[Start]

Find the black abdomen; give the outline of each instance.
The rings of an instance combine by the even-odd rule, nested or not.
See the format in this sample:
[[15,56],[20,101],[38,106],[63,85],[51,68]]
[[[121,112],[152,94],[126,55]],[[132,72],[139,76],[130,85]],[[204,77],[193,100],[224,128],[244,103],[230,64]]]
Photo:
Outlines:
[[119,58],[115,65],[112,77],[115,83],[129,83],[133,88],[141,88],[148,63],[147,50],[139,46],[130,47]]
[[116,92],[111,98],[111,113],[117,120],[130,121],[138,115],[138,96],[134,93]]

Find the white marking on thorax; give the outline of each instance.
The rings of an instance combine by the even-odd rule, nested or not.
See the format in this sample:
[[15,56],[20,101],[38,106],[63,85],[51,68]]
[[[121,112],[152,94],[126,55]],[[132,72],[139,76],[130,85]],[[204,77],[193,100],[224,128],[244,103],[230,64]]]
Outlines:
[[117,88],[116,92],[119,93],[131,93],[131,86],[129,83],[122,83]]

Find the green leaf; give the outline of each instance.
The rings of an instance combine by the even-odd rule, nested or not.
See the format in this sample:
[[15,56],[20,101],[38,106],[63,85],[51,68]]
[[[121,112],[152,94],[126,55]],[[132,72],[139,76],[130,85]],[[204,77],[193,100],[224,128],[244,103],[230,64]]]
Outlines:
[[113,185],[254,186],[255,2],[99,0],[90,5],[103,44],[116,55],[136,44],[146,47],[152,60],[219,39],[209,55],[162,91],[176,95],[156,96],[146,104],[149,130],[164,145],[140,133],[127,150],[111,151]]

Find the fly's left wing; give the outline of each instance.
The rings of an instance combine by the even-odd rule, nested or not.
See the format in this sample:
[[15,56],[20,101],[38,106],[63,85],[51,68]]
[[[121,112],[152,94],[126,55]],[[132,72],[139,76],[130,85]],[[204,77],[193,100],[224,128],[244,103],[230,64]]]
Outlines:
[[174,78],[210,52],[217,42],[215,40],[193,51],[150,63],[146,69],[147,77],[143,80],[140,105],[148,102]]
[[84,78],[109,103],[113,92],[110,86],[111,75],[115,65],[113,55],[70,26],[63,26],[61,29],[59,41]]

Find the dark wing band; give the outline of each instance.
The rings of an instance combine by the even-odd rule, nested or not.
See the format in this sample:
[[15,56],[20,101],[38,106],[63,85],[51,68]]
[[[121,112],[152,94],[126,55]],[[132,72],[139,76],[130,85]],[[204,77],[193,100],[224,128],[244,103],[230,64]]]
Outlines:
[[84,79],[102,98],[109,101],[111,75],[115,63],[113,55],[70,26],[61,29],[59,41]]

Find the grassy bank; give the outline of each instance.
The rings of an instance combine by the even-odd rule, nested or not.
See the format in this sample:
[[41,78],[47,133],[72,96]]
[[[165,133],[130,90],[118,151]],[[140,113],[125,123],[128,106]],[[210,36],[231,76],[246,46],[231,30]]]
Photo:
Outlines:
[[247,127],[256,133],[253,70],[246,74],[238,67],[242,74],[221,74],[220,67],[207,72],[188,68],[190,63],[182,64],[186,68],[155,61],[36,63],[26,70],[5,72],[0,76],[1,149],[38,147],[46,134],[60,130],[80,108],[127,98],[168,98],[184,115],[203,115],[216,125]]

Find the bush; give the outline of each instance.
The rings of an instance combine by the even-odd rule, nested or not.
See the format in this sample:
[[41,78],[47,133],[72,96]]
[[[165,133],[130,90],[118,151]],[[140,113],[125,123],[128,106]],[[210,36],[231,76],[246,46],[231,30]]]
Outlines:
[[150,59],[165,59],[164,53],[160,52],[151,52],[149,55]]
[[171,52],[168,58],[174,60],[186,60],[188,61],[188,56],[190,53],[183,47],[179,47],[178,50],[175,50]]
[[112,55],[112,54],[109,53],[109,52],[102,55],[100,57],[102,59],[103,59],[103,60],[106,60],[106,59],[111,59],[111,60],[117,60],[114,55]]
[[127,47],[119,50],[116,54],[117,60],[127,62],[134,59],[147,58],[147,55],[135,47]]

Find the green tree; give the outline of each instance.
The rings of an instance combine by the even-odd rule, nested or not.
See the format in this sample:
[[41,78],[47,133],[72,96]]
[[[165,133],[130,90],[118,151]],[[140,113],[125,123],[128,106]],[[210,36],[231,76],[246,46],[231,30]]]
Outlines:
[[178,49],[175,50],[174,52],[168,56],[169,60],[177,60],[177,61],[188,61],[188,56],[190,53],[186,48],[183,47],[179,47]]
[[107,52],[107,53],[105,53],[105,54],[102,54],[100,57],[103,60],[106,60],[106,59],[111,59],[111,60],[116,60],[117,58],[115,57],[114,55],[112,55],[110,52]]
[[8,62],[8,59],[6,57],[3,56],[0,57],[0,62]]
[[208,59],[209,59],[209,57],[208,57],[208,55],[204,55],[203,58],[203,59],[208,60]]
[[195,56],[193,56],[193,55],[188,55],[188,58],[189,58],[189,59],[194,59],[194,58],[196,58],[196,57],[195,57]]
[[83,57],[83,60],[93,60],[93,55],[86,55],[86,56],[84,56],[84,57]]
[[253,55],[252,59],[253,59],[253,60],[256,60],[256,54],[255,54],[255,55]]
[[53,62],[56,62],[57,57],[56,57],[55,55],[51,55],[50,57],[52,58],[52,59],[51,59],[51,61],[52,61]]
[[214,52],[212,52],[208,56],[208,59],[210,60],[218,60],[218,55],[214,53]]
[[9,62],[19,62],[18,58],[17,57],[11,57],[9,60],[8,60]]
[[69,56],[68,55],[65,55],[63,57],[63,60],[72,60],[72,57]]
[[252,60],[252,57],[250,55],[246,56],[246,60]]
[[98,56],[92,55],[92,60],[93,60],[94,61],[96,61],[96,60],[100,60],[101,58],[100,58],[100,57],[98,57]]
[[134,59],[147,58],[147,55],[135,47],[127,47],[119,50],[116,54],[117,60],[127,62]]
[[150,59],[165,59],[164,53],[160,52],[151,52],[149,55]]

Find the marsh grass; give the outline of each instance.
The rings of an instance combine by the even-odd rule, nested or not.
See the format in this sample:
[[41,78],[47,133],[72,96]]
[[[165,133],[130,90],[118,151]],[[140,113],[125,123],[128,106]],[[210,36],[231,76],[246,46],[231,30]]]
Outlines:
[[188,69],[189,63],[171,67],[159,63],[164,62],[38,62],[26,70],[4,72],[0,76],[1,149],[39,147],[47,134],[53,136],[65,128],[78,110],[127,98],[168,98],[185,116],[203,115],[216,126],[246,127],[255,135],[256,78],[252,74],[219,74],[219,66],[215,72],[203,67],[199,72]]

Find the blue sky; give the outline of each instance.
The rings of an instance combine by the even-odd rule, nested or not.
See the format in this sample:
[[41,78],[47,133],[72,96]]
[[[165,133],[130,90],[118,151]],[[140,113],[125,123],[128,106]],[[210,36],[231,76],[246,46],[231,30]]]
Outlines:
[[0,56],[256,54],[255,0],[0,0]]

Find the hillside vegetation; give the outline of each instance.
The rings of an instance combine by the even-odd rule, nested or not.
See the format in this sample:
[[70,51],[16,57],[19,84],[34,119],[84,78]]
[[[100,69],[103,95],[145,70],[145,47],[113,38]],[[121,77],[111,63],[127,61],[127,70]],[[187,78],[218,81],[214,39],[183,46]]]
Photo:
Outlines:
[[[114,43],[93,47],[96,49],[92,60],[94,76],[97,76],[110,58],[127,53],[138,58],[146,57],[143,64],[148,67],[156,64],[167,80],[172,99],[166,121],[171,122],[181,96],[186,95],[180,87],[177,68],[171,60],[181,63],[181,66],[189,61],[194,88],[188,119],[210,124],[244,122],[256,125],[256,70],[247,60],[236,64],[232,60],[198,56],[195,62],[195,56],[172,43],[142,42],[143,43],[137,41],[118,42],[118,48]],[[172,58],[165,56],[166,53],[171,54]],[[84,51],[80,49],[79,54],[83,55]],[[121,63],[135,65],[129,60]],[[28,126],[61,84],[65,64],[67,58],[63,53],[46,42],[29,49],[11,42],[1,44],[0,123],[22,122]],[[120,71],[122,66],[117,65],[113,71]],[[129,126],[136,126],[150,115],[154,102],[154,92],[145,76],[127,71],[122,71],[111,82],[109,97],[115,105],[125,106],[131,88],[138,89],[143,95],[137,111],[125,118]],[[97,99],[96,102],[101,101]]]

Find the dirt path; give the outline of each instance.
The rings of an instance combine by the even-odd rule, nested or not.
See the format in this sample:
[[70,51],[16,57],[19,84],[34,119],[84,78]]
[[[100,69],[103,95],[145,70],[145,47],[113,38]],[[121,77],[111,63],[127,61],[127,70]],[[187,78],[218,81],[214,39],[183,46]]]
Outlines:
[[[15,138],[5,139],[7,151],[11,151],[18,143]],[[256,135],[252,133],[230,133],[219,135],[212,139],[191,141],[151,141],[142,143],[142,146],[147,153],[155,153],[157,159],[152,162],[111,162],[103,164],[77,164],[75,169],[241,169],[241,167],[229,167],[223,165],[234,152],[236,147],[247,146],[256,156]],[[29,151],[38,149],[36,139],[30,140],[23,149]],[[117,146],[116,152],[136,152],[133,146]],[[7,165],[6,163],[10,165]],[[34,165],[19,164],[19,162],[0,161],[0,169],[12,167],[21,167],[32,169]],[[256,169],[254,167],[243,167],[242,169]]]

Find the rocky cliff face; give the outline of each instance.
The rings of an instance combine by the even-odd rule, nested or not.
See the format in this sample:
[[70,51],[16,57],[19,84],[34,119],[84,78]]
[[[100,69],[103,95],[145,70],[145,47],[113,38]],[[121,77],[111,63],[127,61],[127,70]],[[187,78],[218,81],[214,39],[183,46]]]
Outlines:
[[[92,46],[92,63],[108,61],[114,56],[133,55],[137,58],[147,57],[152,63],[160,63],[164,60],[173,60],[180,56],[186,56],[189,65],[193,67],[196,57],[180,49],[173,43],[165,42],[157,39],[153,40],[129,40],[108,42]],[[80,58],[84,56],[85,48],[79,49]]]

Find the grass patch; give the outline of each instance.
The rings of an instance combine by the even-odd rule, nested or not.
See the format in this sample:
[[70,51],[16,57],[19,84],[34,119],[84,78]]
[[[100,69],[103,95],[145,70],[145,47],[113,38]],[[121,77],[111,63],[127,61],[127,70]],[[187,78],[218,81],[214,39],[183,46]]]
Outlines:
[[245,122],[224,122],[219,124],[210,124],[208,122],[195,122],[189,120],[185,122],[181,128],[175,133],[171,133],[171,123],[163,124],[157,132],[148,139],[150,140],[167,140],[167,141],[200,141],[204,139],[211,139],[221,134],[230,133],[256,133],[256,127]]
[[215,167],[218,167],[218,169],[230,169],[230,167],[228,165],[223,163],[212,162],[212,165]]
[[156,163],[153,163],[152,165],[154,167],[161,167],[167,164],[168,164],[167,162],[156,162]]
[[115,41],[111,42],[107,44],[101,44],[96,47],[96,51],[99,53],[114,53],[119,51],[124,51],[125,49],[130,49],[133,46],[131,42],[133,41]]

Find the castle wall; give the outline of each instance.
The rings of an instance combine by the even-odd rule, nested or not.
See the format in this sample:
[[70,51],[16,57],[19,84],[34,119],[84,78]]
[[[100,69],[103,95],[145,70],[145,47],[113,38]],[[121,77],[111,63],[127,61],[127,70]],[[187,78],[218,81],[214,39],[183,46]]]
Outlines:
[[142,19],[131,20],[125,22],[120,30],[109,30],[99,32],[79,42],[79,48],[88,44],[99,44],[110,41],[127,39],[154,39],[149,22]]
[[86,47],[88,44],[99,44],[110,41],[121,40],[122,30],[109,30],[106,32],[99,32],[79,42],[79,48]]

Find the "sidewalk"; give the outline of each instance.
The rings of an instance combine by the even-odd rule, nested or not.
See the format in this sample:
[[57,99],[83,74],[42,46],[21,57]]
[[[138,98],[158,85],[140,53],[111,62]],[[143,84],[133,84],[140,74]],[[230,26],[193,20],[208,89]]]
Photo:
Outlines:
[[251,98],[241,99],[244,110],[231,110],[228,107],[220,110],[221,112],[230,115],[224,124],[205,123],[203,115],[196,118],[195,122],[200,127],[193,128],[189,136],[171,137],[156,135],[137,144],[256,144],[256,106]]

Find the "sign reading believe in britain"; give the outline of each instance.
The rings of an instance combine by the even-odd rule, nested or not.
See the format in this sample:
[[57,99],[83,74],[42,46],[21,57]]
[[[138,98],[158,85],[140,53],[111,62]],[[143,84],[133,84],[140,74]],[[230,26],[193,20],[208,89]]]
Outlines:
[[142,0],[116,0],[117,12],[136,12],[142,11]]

[End]

__Task statement__:
Your answer should consist only of the lines from the one with "Find the castle" through the end of the data above, reproduced exactly.

__The result__:
Find the castle wall; give the outline of each instance.
The rings of an instance combine by the even-odd rule, nested or not.
See the format in this sample:
[[70,51],[16,57],[19,84],[34,119],[84,78]]
[[[100,69],[103,95],[145,70],[145,47],[113,38]],[[121,77],[111,63],[127,61],[127,70]],[[187,78],[218,81],[214,39],[183,46]]]
Outlines:
[[142,19],[131,20],[125,22],[120,30],[109,30],[99,32],[79,42],[79,48],[88,44],[99,44],[110,41],[127,39],[154,39],[149,22]]
[[86,47],[88,44],[99,44],[110,41],[121,40],[122,30],[109,30],[106,32],[99,32],[79,42],[79,48]]

Find the "sidewalk"; give the outline of each instance.
The rings of an instance combine by the even-odd rule, nested or not.
See the format in this sample:
[[57,99],[83,74],[42,46],[21,57]]
[[[138,98],[158,85],[140,53],[111,62]],[[143,84],[133,84],[140,74]],[[230,26],[193,20],[208,89]]]
Photo:
Outlines:
[[251,98],[241,99],[244,110],[231,110],[228,107],[220,110],[221,112],[230,115],[224,124],[205,123],[203,115],[196,118],[195,122],[200,127],[193,128],[189,136],[171,137],[156,135],[137,144],[256,144],[256,106]]

Find the "sign reading believe in britain"; give the outline of each instance.
The rings of an instance combine by the even-odd rule, nested or not.
See the format in this sample:
[[57,99],[83,74],[42,46],[21,57]]
[[[138,98],[158,85],[140,53],[111,62]],[[143,84],[133,84],[140,74]],[[230,26],[193,20],[208,89]]]
Outlines:
[[142,0],[116,0],[117,12],[136,12],[142,11]]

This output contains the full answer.